■ EXTRAIT CITÉ:
- - - -

Tous les ans, depuis maintenant plus de 10 ans, j’ai le plaisir d’intervenir auprès des étudiants de 3èmeannée de l’Ecole Centrale de Paris (ECP) de la filière Entrepreneurs. Pendant une semaine, je partage avec eux les fondamentaux de la vente. Et comme la plupart d’entre eux ont déjà en tête un projet de création d’entreprise, les réactions sont très enthousiastes car ils voient une mise en application pratiquement immédiate des concepts vus ensemble sur le nouveau campus de Saclay.
Parmi les dangers contre lesquels je tâche de prémunir les étudiants/entrepreneurs, il y a ce que j’appelle le cul-de-basse-fosse du « Proof of Concept » ou POC. Surtout lorsqu’il demandé par et réalisé pour un grand groupe. En effet, certains grands groupes, inquiets à l’idée de se faire « ubériser » (comme un disait il y a 2-3 ans) ont pris pour habitude de faire miroiter des contrats mirobolants à des patrons de startups spécialisées en technologie, moyennant la réalisation de POCs, c’est-à-dire la mise à disposition pendant une période allant de quelques semaines à quelques mois de la technologie en jeu. Certains de ces groupes allouent des tickets de 30 à 50K€ pour financer ces opérations.
Il y a un an, je reçus un appel de la part de Clément Jourdren et de son associé. Je les avais rencontrés un an avant alors que j’animais la semaine Vente de la filière Entrepreneurs de l’ECP. Ils partagèrent avec moi l’étendue du chemin parcouru depuis l’obtention du diplôme : la création de la société, la conception et le développement de l’offre technologique, les premiers contacts, les réactions… C’est alors qu’ils me firent part de leur embarras sur un POC en cours auprès d’un grand acteur du traitement de déchets. Le POC était probant : le client avait pu constater que l’utilisation de la technologie Neurowaste leur permettait d’optimiser la collecte et donc d’en réduire le coût. A la demande du client, Clément avait établi une proposition portant sur l’utilisation de Neurowaste dans la longue durée. Pourtant, après remise de la proposition et en dépit d’une durée limitée de validité, le client ne réagissait pas. Il procrastinait. Et bien sûr, il demandait en parallèle une extension de la durée d’utilisation du POC. Gracieuse, cela va sans dire. Clément pensait ne jamais voir le bout de cette histoire ! Après plusieurs rendez-vous sur place, une offre envoyée, plusieurs relances et échanges téléphoniques avec le client, l'étape de négociation finale semblait toujours être reportée aux calendes grecques. Et c’est parce qu’ils ne voyaient pas comment sortir de cette situation inconfortable qu’ils m’avaient appelé.
Je leur conseillai alors d'envoyer au client un courriel de retrait de leur offre. En quelques mots, la proposition pouvait être considérée comme nulle et non avenue. En parallèle, le POC était arrêté. A la fin du courriel, l’idée consistait à ce que, dans l’hypothèse où le client veuille maintenir la relation avec Neurowaste, ils repartent d’une page blanche.

- - - -

■ DONNÉES:
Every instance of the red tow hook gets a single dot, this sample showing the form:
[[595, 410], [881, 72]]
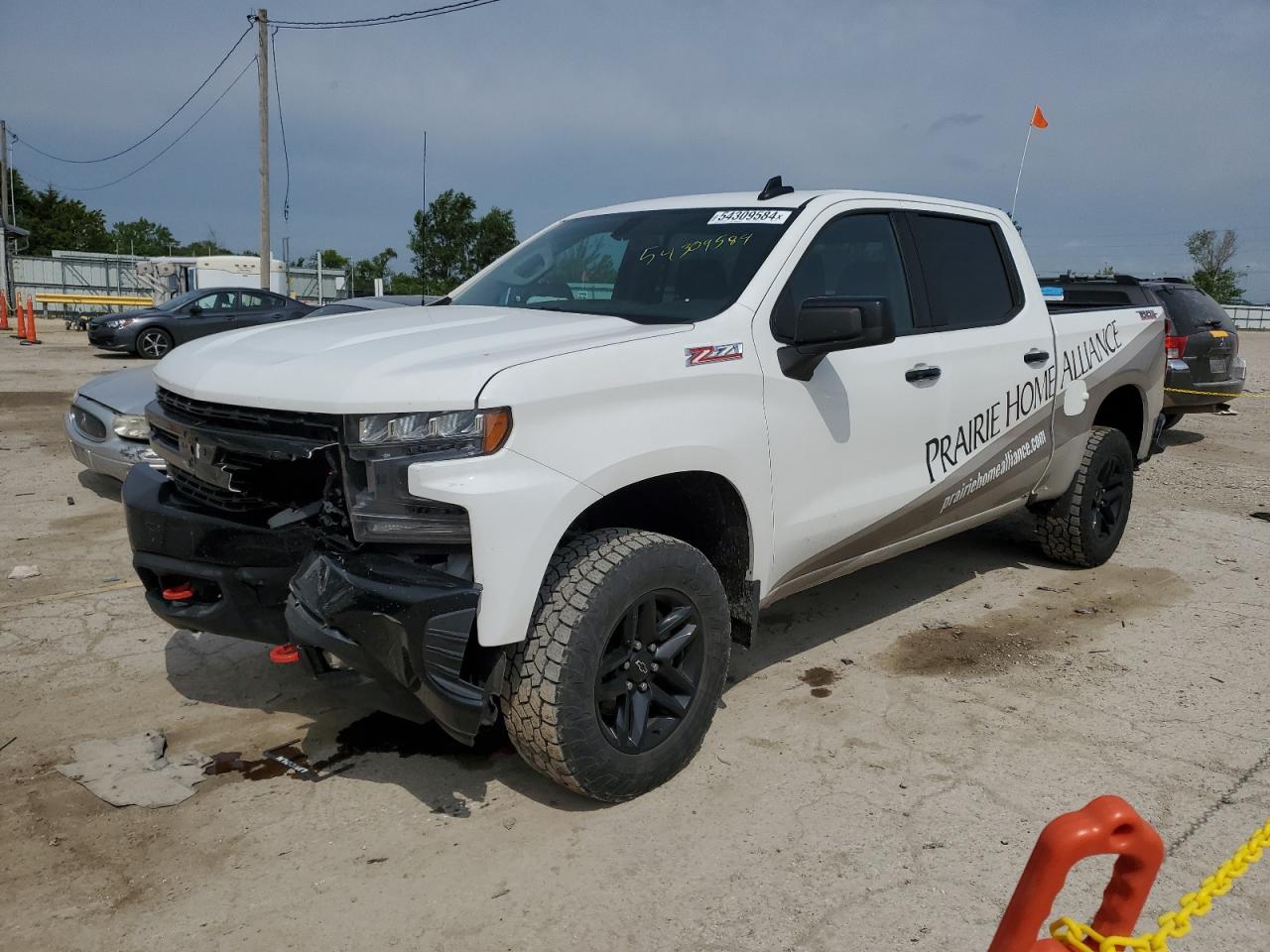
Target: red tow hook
[[182, 592], [285, 654]]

- - - -

■ CONSIGNES:
(1) Recopiez, s'il vous plaît, le passage du texte sur les POC allant de « Je leur conseillai » à « d’une page blanche. ».
(2) Répondez aux questions suivantes d'après le texte sur les POC.
(a) Pendant combien de temps l'auteur partage-t-il chaque année les fondamentaux de la vente avec les étudiants ?
(b) Quel montant certains grands groupes allouent-ils pour financer les POC ?
(c) Dans quel secteur le client du POC de Neurowaste est-il un grand acteur ?
(3) Reprenez le texte sur les POC à la suite de sa dernière phrase.

■ RÉPONSES:
(1)
Je leur conseillai alors d'envoyer au client un courriel de retrait de leur offre. En quelques mots, la proposition pouvait être considérée comme nulle et non avenue. En parallèle, le POC était arrêté. A la fin du courriel, l’idée consistait à ce que, dans l’hypothèse où le client veuille maintenir la relation avec Neurowaste, ils repartent d’une page blanche.

(2)
(a) Pendant une semaine.
(b) Des tickets de 30 à 50 K€.
(c) Le traitement de déchets.

(3)
Pour Clément, cette approche était contre-intuitive par rapport à tout ce qu’il avait pu entendre sur l’art et la manière de gérer la relation commerciale. Après plusieurs hésitations et malgré la peur de perdre définitivement le client, il avait fini par suivre mon conseil et il envoya le courriel de retrait. A sa plus grande satisfaction, la réponse du client dépassa toutes ses attentes : dans les 48h qui suivirent l’envoi de son courriel de retrait, il recevait une commande en bonne et due forme de la part de son client. L’événement était d’autant plus important qu’il s’agissait de la première commande ferme d’utilisation de Neurowaste dans la durée.
Par le plus grand des hasards, je croisais Clément dans la rue de façon inattendue. Nous échangeâmes quelques mots. J’interrogeai Clément sur le client qui les avait embarqués dans un POC à durée indéterminée et à qui ils avaient envoyé le courriel de retrait. Il me confirma que ce courriel de retrait avait été l’électrochoc indispensable pour obtenir la commande. « C’était il y a un », me rappela Clément. « Depuis », ajouta-t-il, « nous entretenons une excellente relation avec ce client. Ce premier test s'est finalement transformé en contrat d'utilisation du logiciel sur plusieurs années, avec en plus de nouvelles opportunités de développement chez lui. »
Que désirer de plus ?
Plus tard, quand je demandai à Clément ce qu’il retenait de cette histoire en sa qualité de jeune entrepreneur, il me dit :
« Je vois trois points essentiels :
La nécessité de mettre les idées préconçues sur la vente derrière soi.Le plus gros risque lorsque l'on démarre une activité me paraît être la perte de temps (qui est finalement une des seules ressources à notre disposition). Il vaut parfois mieux avoir un "NON" qui débloque une situation et apporte de la connaissance sur son marché qu'aucune réponse qui fait perdre du temps aux deux parties et n'apporte rien à personne.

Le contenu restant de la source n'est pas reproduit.